++++ Listed entries

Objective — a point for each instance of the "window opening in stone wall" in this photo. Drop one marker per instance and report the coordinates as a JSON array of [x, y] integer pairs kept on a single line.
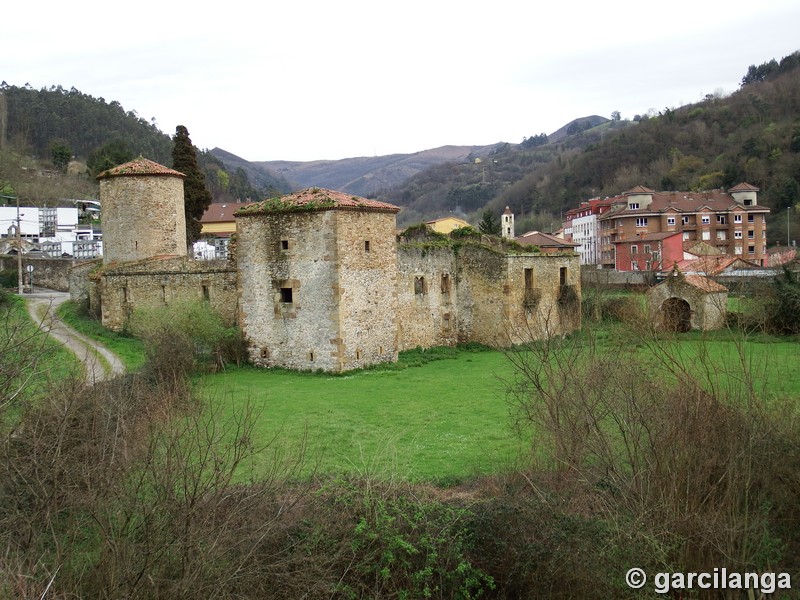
[[419, 286]]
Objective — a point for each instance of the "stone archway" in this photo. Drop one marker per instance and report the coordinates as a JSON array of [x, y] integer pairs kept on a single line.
[[677, 315]]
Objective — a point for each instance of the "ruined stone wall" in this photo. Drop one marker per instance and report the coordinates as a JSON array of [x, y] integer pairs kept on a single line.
[[78, 277], [481, 277], [121, 289], [543, 303], [427, 297], [489, 301], [367, 288], [52, 273], [708, 310], [289, 291], [143, 216]]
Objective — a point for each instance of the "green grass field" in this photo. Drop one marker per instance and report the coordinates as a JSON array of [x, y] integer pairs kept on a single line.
[[442, 421], [449, 419], [440, 415]]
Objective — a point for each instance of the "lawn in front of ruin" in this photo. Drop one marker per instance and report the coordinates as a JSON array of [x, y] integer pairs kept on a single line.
[[442, 421], [449, 419]]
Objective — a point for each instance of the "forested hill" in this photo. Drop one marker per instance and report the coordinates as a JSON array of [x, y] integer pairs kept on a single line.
[[56, 123], [753, 135]]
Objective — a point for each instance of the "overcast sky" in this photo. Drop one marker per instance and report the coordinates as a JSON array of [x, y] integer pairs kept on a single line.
[[306, 80]]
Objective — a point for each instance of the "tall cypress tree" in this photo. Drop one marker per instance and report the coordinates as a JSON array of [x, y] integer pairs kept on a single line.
[[196, 197]]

++++++++

**What the exercise asks:** All of the data above needs to be given again exactly. Leave out each image.

**Solution to the problem:**
Objective — a point for each instance of the "window opening in stone wall" in this photo. Drop one marker per instance and report the coordinates as a JSON array of [x, y] integer pairs kept on a single line.
[[419, 286]]
Objective — a point for each instance of the "stone archway" in this photo. Drop one marker per instance and report the coordinates as a JSON array of [x, y] integer pairs kept on a single line.
[[677, 315]]
Objective — a point for each instance of the "ruined stone wall" in this photo. Drop one marker per instance and report the coordinates as a JSON array of [x, y] integer pairs kept on a single line.
[[78, 277], [481, 277], [121, 289], [543, 303], [427, 297], [489, 301], [367, 288], [52, 273], [708, 310], [289, 291], [143, 216]]
Objective — a point for each instance of the "green grass field" in this photo. Drop one marker per instance and report the coordinates as a JSON array of [x, y] integer pairs kept on a single line.
[[442, 421], [449, 419], [440, 415]]
Objective — a point for each instance of the "lawn in front of ruin" in this photo. Drop one marker per instance and report the coordinates as a JSON array of [x, y] integer pairs kept on a single line.
[[442, 421], [449, 419]]
Objective — a point for each instance of the "forested hill" in this photo. Drop one marker per instance and report the coordinates as a JSON array of [x, y] integer pairs kept on a single line.
[[56, 123], [753, 135]]
Objective — a point for each instance of the "overcast sky" in this photo. Drop one marker per instance and report the coordinates as a JSON array of [x, y] integer pairs kept on a single line.
[[306, 80]]
Objective — a point for each instance of the "tall cypress tree" in this photo. Drop one marker per instance and report the coordinates as a JSON array of [x, y] integer pairs kept on a single line.
[[196, 197]]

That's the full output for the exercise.